**Texto selecionado**:
'''

3 - Também temos visto e presenciado vários problemas de alcoolismo. O alcoolismo vem causando a desestruturação sociocultural do nosso povo, e gera pessoas que passam a ser destruidoras de suas próprias tradições e dos recursos naturais. O pouco dinheiro que ganham serve apenas para se prejudicar cada vez mais e ser mais dependente da exploração. Esse é um ciclo vicioso fomentado e imposto pelas empresas.

'''

**Sua tarefa**: Edite o trecho do texto sobre o alcoolismo que começa com as palavras "3 - Também temos" e termina com "imposto pelas empresas.", substituindo "ciclo vicioso" por "círculo vicioso".

[Trecho de um conjunto de dados]
'''

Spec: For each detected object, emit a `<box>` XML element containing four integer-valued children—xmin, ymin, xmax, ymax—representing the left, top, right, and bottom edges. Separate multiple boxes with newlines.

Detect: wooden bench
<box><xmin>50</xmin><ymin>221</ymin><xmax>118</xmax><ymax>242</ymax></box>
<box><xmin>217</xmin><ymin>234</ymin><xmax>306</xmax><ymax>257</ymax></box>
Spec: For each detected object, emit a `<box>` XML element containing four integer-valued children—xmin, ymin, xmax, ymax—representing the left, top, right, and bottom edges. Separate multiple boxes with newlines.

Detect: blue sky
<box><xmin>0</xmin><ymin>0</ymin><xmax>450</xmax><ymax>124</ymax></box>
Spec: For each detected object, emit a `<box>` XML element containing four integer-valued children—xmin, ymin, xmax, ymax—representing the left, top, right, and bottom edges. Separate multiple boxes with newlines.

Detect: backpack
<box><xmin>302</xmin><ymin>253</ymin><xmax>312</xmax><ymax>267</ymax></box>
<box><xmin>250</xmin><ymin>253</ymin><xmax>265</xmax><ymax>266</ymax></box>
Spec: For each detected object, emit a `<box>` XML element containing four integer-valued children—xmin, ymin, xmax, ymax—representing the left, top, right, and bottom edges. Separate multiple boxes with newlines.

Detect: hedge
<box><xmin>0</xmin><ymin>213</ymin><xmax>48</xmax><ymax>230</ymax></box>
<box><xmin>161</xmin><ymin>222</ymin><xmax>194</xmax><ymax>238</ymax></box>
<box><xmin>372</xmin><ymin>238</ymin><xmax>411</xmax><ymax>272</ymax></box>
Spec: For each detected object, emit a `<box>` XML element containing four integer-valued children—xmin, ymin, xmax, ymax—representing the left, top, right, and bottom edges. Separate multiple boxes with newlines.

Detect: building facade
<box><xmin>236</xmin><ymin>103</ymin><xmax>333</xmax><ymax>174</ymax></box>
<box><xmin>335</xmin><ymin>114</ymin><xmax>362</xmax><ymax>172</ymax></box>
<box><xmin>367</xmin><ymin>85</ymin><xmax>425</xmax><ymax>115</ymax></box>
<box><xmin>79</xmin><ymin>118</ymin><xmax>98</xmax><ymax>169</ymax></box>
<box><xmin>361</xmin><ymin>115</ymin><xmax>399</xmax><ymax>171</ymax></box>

'''

**Resposta da tarefa**:
3 - Também temos visto e presenciado vários problemas de alcoolismo. O alcoolismo vem causando a desestruturação sociocultural do nosso povo, e gera pessoas que passam a ser destruidoras de suas próprias tradições e dos recursos naturais. O pouco dinheiro que ganham serve apenas para se prejudicar cada vez mais e ser mais dependente da exploração. Esse é um círculo vicioso fomentado e imposto pelas empresas.